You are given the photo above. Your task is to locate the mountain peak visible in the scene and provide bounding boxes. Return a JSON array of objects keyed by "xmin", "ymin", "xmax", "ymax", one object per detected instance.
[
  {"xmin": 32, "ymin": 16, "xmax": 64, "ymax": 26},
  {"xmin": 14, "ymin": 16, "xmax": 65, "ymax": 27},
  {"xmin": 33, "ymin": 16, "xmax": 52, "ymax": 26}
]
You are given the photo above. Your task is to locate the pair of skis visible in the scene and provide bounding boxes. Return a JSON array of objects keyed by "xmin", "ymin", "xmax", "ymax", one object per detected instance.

____

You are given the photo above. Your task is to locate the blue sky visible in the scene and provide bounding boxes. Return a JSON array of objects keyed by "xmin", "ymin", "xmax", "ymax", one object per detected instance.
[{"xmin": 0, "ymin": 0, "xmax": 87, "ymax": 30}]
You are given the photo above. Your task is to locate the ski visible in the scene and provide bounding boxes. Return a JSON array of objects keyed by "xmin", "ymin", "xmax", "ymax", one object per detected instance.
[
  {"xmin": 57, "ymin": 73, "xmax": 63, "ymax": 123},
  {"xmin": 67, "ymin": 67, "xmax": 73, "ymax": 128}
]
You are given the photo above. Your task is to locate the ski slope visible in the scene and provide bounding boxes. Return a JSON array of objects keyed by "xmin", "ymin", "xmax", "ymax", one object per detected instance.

____

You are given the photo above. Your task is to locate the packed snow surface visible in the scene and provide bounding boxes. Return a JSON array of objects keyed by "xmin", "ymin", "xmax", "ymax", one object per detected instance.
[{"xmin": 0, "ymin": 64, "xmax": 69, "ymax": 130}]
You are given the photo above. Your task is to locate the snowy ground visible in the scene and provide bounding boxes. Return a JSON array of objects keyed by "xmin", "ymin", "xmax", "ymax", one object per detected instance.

____

### Work to be completed
Reproduce only the lines above, starting at the line with "locate the blue" and ending at the line with "the ski slope", exactly as written.

### Problem solution
You are given the photo above. Your task is to locate the blue sky visible in the scene and provide bounding boxes. Return a JSON array of objects keyed by "xmin", "ymin", "xmax", "ymax", one object per detected instance.
[{"xmin": 0, "ymin": 0, "xmax": 87, "ymax": 30}]
You are given the photo above. Your task is to locate the ski visible in the scene and provide bounding boxes. Return a JSON array of objects keyed by "xmin", "ymin", "xmax", "ymax", one object per detected instance.
[
  {"xmin": 57, "ymin": 73, "xmax": 63, "ymax": 123},
  {"xmin": 67, "ymin": 67, "xmax": 73, "ymax": 128}
]
You are given the photo above. Your task is to locate the ski slope visible in the scene and provide bounding boxes. Return a JSON array of objects keyed by "xmin", "ymin", "xmax", "ymax", one object per detected instance.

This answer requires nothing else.